• _The task_
Pull out every line in the entries below that contains the word "bronze", matching case exactly.

• _Information shown_
-- BEGIN --
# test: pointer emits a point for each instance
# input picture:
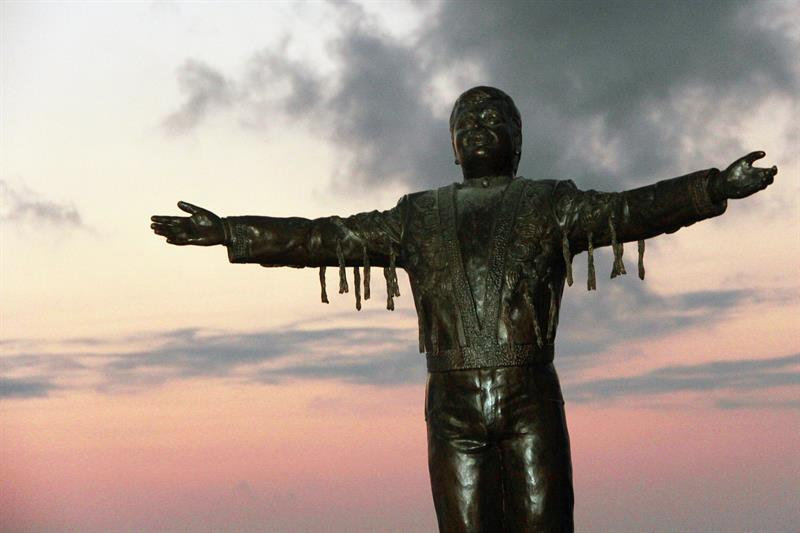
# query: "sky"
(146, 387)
-- END --
-- BEGIN --
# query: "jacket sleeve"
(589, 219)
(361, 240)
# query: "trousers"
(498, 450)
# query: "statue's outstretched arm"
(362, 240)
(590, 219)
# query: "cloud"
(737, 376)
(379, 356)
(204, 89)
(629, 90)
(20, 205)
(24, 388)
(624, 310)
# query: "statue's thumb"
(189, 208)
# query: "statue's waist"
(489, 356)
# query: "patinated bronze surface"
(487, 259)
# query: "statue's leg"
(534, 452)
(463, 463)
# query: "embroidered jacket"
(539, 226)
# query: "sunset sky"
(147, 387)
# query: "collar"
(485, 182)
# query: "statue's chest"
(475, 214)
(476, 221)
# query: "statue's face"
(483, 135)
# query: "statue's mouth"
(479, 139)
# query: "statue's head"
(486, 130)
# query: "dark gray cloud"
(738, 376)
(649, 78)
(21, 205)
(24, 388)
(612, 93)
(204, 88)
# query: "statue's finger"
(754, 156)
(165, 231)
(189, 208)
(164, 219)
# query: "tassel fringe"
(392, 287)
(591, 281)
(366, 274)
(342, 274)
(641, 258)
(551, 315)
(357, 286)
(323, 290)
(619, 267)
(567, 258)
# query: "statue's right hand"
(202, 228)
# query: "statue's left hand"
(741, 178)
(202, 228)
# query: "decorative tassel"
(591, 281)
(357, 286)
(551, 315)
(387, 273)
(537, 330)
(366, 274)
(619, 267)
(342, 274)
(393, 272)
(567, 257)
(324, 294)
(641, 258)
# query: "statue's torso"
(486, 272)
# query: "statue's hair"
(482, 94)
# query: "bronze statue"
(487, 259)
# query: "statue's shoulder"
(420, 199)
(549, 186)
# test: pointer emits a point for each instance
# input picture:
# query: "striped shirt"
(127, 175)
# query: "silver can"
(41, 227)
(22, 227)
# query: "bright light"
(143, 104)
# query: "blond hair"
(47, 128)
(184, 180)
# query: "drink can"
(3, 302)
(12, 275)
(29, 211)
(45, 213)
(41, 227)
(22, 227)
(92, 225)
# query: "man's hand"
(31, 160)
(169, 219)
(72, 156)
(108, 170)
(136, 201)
-- END --
• _Answer below_
# query: "patinated bronze surface"
# query: "bronze statue"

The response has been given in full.